## [AIM OF THE EXERCISE]
Scan the entries below for the word "black", then copy each line that holds it.

## [INPUT DATA]
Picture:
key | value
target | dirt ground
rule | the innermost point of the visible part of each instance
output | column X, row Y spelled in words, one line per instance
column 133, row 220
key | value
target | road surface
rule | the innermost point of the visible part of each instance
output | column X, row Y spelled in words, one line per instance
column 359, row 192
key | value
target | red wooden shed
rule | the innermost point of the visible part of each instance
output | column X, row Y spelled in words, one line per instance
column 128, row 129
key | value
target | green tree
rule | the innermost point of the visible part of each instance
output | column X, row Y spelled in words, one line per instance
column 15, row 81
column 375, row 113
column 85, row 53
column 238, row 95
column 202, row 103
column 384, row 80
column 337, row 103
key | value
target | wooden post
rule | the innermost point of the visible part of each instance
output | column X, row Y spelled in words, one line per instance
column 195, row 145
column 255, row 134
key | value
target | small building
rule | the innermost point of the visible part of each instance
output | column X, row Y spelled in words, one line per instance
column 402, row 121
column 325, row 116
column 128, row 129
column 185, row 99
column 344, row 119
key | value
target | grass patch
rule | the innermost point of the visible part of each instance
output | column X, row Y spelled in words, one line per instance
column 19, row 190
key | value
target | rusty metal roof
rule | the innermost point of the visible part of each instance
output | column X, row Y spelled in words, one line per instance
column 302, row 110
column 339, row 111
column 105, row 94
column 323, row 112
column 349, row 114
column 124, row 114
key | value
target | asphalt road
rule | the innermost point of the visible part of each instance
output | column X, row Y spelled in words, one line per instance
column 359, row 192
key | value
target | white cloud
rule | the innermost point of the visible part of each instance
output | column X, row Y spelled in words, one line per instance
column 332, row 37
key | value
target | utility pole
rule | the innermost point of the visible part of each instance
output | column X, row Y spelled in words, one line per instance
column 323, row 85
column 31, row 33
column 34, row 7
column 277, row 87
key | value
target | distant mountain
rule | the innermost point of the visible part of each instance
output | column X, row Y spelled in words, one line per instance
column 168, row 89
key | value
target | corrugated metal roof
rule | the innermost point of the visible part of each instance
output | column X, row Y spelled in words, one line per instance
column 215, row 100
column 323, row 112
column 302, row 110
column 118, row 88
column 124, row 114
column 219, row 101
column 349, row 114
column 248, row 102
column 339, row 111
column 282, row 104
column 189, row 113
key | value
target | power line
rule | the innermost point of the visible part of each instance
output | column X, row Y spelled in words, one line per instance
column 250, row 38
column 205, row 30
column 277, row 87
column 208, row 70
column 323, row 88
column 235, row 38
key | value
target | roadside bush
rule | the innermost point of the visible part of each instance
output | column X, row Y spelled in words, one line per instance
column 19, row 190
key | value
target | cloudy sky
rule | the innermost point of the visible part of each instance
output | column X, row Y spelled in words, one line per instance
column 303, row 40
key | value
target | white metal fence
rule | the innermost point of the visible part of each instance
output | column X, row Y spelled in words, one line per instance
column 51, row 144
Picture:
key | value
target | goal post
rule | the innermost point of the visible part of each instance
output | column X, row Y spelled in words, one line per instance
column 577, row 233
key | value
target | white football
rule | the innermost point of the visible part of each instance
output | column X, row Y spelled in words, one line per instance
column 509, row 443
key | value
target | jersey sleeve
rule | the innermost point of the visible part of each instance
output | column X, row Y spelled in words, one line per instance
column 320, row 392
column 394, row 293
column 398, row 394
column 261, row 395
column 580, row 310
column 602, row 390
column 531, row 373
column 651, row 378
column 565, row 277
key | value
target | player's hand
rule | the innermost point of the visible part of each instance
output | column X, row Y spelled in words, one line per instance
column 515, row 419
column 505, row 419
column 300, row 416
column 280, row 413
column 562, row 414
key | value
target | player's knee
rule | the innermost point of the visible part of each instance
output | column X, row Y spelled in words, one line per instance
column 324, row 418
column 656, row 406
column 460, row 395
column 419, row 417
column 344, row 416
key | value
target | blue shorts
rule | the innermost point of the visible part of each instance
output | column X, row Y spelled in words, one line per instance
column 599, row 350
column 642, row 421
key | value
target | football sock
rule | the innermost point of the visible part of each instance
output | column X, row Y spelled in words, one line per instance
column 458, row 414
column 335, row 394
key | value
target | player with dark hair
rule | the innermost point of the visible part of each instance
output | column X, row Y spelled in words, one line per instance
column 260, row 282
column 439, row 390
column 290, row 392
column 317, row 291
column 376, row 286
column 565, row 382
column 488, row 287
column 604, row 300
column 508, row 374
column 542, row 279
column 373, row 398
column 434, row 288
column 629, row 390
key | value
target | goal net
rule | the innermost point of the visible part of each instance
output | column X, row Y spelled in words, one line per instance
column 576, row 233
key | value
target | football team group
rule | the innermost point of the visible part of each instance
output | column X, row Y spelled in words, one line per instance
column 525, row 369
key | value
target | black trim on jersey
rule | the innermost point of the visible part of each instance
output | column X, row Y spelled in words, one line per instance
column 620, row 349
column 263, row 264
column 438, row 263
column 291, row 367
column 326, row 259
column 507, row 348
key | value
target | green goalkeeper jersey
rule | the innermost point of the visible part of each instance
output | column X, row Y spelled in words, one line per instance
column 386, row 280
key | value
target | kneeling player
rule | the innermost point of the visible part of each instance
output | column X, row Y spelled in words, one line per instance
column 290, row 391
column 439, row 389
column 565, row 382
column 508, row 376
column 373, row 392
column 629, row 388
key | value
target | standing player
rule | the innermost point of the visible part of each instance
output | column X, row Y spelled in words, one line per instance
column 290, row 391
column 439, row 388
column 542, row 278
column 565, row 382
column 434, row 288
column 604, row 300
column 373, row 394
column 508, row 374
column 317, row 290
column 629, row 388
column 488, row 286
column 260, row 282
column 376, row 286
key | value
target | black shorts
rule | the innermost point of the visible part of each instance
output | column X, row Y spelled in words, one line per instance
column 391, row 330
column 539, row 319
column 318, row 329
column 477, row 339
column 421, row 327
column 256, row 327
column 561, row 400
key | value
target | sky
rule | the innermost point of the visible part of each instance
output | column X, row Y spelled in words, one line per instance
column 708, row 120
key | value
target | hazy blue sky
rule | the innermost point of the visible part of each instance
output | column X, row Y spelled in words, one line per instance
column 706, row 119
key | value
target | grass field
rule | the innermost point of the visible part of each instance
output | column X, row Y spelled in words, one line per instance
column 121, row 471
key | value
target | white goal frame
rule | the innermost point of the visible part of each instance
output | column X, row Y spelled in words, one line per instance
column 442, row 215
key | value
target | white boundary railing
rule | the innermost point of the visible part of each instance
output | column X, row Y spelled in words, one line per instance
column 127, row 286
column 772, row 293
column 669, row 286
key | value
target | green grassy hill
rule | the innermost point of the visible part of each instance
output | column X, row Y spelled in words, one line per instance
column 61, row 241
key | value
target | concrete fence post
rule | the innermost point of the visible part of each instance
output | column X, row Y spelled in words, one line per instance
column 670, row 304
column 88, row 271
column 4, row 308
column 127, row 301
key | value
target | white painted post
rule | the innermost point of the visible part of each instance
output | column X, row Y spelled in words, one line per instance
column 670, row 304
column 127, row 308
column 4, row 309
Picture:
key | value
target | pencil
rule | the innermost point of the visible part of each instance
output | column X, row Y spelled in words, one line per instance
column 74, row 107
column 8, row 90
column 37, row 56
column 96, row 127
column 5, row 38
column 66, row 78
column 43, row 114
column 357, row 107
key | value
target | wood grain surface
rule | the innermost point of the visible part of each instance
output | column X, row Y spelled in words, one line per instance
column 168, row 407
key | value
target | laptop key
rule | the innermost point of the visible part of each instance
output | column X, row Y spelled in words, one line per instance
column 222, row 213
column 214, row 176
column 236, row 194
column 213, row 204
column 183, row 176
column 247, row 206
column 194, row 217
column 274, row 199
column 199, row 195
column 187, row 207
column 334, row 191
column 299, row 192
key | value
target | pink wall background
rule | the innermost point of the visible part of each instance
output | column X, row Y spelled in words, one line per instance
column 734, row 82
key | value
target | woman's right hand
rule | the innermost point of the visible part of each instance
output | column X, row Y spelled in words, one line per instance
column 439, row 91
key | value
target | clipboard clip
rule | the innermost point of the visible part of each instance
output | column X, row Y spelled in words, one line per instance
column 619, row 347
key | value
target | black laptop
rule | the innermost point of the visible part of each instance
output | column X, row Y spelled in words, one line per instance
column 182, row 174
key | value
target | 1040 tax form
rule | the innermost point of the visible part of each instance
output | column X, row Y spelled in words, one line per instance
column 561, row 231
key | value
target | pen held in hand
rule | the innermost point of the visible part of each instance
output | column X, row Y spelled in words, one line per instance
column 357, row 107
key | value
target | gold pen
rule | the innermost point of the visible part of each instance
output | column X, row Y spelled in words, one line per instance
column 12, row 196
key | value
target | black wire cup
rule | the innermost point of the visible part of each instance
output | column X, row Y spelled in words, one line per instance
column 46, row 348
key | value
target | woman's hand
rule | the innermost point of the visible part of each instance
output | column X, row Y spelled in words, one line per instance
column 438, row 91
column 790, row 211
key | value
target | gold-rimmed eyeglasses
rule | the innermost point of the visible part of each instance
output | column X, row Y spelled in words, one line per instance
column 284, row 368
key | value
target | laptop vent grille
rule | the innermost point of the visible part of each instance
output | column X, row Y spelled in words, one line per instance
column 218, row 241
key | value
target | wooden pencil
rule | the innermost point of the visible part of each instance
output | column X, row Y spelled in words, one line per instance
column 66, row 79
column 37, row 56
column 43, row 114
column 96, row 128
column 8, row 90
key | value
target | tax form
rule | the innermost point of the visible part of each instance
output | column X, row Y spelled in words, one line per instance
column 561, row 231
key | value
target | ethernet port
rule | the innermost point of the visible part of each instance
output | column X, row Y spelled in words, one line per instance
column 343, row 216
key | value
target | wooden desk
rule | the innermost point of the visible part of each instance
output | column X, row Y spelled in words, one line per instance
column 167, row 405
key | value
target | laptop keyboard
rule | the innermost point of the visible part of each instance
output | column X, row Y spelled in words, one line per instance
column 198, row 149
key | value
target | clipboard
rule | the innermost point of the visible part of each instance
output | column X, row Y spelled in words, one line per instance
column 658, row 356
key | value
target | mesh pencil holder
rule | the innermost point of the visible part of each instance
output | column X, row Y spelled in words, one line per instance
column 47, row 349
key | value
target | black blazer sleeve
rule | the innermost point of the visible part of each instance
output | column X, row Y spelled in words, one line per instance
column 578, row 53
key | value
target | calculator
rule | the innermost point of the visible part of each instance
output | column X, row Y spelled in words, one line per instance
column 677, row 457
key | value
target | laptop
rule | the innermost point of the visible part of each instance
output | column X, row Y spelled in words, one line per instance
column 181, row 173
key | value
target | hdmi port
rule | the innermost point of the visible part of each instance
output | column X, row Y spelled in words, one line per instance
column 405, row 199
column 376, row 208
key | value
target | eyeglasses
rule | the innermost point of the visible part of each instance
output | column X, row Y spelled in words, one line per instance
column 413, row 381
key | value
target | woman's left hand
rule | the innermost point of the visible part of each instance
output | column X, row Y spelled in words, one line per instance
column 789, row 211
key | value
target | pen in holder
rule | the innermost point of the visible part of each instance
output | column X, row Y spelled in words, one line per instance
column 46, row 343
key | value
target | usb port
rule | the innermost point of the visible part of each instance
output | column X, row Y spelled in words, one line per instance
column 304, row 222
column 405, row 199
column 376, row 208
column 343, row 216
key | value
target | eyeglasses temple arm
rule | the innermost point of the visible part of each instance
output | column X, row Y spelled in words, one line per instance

## [SOLUTION TO THIS PROBLEM]
target | black trim on jersey
target | black shorts
target | black laptop
target | black wire cup
target | black blazer sleeve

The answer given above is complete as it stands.